### [Exercise brief]
Locate each line below that includes "mountain" and reproduce it.

..............................

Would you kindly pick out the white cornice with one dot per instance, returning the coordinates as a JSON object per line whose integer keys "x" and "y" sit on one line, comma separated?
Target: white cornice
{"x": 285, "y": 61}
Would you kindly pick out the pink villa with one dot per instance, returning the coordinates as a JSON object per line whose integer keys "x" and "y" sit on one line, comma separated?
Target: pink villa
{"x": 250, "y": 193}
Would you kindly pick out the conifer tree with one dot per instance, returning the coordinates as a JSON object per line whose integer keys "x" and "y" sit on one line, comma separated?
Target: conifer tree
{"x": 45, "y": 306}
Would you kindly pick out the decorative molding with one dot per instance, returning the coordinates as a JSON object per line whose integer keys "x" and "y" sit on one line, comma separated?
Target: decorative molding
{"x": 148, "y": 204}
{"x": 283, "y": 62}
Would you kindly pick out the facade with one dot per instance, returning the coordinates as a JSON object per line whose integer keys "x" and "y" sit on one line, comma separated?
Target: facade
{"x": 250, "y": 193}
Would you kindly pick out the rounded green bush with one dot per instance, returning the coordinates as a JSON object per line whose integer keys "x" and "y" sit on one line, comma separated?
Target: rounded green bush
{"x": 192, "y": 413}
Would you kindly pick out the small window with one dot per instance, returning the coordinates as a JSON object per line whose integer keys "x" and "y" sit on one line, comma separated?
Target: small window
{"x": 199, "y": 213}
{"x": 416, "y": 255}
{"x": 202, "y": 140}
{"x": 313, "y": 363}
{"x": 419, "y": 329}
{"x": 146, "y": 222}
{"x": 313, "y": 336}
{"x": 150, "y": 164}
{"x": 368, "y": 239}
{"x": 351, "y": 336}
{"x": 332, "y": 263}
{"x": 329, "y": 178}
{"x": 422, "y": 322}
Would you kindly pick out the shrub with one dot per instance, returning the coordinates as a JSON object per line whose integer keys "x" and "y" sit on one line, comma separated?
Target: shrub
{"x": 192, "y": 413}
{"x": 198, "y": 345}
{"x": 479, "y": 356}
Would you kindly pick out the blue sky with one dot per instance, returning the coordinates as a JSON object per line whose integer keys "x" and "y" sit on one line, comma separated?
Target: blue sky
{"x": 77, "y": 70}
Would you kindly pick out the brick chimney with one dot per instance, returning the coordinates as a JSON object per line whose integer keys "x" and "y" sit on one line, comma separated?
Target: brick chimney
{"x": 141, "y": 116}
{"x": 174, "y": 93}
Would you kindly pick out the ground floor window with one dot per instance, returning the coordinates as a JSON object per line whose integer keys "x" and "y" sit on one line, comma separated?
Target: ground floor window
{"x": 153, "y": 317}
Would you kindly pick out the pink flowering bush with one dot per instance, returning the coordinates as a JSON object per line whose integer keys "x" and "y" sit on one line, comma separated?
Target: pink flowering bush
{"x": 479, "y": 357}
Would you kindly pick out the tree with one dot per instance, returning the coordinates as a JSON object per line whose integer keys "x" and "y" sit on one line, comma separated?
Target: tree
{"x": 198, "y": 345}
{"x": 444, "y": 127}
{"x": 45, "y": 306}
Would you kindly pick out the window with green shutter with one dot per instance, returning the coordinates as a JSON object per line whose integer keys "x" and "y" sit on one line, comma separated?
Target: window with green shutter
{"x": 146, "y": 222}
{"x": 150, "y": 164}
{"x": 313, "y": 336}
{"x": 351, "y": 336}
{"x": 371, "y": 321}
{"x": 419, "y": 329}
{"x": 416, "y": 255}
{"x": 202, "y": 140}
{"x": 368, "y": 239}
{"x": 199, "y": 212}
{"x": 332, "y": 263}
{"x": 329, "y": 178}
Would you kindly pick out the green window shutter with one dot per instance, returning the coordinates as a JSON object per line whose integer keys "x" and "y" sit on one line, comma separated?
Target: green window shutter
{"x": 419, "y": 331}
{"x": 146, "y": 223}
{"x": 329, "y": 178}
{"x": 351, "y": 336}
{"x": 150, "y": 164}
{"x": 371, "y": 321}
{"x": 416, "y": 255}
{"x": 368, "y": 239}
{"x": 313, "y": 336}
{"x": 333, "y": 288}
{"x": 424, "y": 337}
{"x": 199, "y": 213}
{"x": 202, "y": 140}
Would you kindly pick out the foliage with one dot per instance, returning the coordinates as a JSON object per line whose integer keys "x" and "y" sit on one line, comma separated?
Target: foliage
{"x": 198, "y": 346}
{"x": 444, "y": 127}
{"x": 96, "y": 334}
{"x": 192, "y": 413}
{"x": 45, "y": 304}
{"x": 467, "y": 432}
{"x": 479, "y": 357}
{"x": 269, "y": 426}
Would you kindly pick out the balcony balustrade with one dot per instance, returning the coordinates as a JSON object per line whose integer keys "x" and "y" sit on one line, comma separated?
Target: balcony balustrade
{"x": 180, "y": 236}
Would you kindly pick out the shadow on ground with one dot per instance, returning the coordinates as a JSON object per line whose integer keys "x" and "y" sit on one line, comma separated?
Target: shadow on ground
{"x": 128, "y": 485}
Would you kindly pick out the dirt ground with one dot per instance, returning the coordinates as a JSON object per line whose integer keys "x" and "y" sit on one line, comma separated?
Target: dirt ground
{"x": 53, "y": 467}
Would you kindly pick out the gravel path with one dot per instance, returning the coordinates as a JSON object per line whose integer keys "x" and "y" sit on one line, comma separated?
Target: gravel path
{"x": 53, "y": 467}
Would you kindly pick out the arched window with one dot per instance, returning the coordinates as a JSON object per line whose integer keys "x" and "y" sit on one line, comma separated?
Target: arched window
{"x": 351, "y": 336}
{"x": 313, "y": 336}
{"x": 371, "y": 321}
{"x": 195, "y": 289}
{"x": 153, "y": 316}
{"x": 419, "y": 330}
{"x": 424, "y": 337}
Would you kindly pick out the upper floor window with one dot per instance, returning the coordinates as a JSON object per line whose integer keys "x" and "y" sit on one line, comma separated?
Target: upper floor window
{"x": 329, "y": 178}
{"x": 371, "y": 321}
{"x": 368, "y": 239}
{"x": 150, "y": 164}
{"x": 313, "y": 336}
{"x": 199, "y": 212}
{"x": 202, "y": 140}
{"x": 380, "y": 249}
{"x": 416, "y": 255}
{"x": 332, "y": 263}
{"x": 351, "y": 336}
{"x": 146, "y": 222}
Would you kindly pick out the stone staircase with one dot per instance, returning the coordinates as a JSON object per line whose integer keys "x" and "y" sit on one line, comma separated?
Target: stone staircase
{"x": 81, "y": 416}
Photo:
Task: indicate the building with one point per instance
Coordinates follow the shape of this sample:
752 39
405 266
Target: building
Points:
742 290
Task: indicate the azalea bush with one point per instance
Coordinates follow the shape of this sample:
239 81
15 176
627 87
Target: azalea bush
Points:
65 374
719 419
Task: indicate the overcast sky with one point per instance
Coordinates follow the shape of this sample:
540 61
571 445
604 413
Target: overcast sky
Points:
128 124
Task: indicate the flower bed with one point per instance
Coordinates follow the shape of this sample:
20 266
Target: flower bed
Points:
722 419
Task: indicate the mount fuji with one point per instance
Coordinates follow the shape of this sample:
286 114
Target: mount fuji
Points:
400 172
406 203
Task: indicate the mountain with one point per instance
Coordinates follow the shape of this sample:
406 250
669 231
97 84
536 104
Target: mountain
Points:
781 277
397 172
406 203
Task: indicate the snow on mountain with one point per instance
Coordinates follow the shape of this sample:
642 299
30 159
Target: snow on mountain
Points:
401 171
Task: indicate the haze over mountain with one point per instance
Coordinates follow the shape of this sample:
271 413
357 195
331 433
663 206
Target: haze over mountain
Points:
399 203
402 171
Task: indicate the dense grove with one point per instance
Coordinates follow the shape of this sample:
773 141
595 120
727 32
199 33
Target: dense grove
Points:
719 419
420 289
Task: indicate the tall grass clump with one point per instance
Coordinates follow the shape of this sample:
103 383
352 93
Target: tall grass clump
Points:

..............................

### [Task solution]
Task: indicate the mountain with one point per instance
Target: mountain
Task: indicate the snow on mountain with one point per instance
Target: snow on mountain
Task: indicate the haze over mountain with one point per instance
Target: haze over mountain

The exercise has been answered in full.